>> Start Page text
A huge car bomb has exploded near ruling party offices in Damascus, killing nearly 60 people and causing widespread destruction in the Syrian capital's deadliest attack since the civil war erupted.
The bombing, blamed on "terrorists" by both the regime and its opponents, rocked the city centre on Thursday and sent thick smoke scudding across the skyline, shortly before a mortar attack on a nearby military headquarters.
Car bomb kills more than 50 in Damascus
RAW VISION: a car bomb explodes near the ruling Baath Party offices and the Russian Embassy,.killing at least 53 people in Damascus,
The attacks came as the opposition umbrella group, the National Coalition, met in Cairo to discuss proposals to hold conditional talks with President Bashar al-Assad's regime.
Images of charred bodies lying next to mangled vehicles were aired on state television, which said children were among the wounded in the blast near a school in the central district of Mazraa.
The attack was "carried out by armed terrorist groups linked to al-Qaeda that receive financial and logistic help from abroad", the foreign ministry said, using government terminology for rebels.
>> End Page text
>> Start Provided data
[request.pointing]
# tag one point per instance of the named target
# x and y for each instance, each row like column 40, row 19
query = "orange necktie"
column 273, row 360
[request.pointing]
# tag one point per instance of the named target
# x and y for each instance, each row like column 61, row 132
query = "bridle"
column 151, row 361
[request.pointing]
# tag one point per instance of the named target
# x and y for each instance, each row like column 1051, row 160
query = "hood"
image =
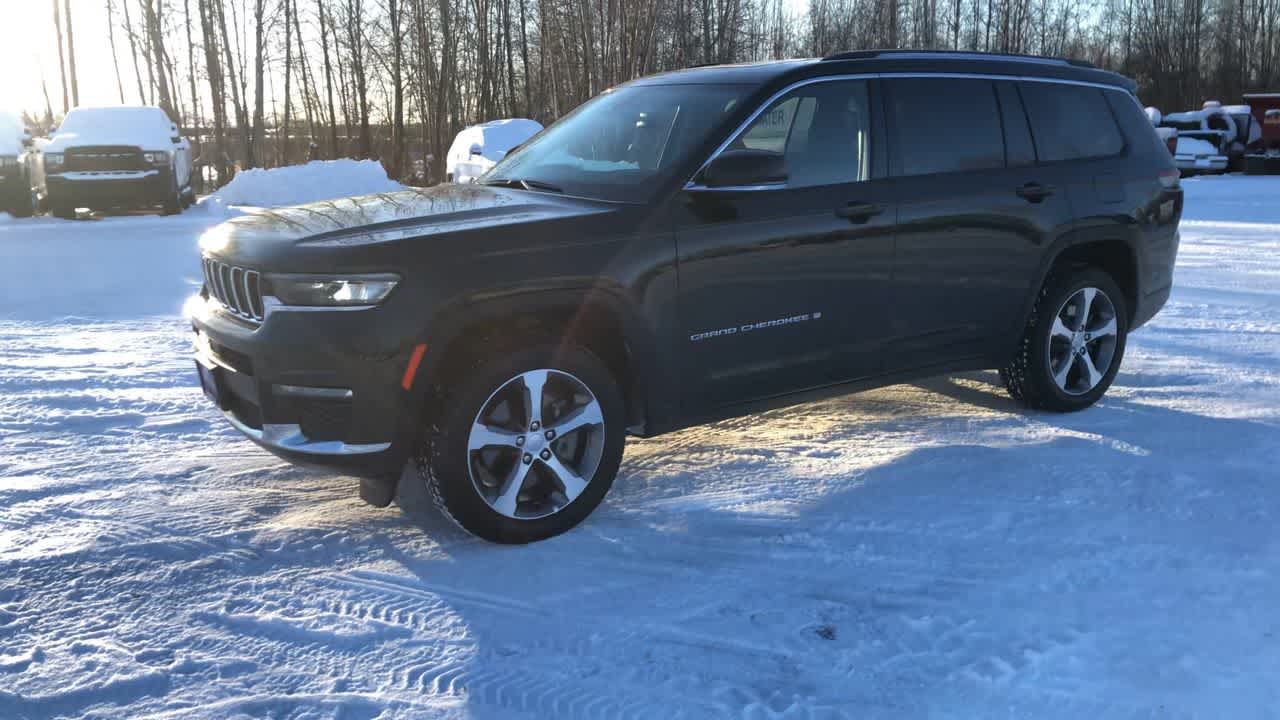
column 362, row 223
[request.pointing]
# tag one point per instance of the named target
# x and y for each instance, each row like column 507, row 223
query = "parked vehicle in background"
column 1266, row 113
column 479, row 147
column 114, row 158
column 1169, row 136
column 16, row 141
column 1205, row 139
column 694, row 246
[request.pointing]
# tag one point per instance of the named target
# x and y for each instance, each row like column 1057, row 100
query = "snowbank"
column 298, row 185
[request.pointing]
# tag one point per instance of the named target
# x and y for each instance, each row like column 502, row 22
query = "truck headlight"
column 332, row 291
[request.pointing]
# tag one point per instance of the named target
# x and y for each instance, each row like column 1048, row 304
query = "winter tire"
column 1073, row 342
column 526, row 445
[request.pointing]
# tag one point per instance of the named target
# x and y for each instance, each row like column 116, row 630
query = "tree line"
column 269, row 82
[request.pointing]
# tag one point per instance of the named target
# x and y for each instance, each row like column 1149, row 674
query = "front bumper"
column 311, row 387
column 104, row 190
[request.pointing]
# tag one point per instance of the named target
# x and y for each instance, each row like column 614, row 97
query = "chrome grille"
column 240, row 290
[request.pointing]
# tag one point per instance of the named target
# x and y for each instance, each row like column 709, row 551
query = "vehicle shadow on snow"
column 955, row 557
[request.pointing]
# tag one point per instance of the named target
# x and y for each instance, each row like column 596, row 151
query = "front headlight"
column 330, row 291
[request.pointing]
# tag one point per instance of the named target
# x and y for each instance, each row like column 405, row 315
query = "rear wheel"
column 526, row 445
column 1073, row 343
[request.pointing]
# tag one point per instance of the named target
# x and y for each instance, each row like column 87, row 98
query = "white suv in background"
column 108, row 158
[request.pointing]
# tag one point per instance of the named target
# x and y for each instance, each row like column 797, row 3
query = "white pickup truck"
column 106, row 158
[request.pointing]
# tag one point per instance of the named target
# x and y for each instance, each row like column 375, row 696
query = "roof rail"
column 955, row 54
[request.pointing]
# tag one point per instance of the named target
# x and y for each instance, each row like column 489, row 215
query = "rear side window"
column 945, row 124
column 1070, row 122
column 1134, row 122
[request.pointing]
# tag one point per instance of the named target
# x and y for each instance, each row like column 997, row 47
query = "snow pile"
column 298, row 185
column 1196, row 147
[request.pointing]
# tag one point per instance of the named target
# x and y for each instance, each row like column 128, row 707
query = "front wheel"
column 526, row 445
column 1073, row 343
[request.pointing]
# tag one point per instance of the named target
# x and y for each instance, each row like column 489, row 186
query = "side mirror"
column 737, row 168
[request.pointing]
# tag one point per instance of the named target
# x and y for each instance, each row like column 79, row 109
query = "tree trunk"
column 62, row 60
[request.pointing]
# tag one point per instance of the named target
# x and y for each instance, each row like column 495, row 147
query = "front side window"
column 945, row 124
column 822, row 130
column 615, row 146
column 1070, row 122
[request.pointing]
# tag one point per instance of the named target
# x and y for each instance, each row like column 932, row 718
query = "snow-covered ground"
column 919, row 551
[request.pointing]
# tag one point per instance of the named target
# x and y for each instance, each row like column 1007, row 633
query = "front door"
column 784, row 287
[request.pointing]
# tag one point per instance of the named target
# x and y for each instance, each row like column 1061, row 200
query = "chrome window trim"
column 769, row 100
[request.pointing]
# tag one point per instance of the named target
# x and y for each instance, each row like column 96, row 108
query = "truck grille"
column 104, row 159
column 240, row 290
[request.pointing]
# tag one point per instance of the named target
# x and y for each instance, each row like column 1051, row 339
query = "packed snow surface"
column 298, row 185
column 926, row 550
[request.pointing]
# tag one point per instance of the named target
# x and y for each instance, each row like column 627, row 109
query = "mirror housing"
column 746, row 167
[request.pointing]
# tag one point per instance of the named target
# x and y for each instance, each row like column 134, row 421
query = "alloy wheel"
column 1082, row 342
column 535, row 443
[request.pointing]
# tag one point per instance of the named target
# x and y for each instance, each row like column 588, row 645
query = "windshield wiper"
column 524, row 185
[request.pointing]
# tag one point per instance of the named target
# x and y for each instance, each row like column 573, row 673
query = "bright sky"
column 30, row 49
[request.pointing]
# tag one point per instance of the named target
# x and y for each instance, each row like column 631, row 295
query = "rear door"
column 784, row 287
column 974, row 217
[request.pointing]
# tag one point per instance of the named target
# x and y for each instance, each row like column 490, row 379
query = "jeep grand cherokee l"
column 104, row 158
column 694, row 246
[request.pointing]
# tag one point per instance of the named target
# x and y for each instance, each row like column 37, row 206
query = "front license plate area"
column 209, row 383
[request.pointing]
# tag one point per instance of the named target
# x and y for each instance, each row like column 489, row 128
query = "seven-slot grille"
column 104, row 159
column 238, row 288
>> End Provided data
Tasks to complete:
(A) Return the stretch of the Damascus bombing article from "Car bomb kills" through "terminology for rebels.", copied word for word.
(B) Select every line of the entries that contains the string "white", treating uppercase and lowercase as different.

Outputs for the tasks:
(A)
Car bomb kills more than 50 in Damascus
RAW VISION: a car bomb explodes near the ruling Baath Party offices and the Russian Embassy,.killing at least 53 people in Damascus,
The attacks came as the opposition umbrella group, the National Coalition, met in Cairo to discuss proposals to hold conditional talks with President Bashar al-Assad's regime.
Images of charred bodies lying next to mangled vehicles were aired on state television, which said children were among the wounded in the blast near a school in the central district of Mazraa.
The attack was "carried out by armed terrorist groups linked to al-Qaeda that receive financial and logistic help from abroad", the foreign ministry said, using government terminology for rebels.

(B)
query = "white suv in background"
query = "white pickup truck"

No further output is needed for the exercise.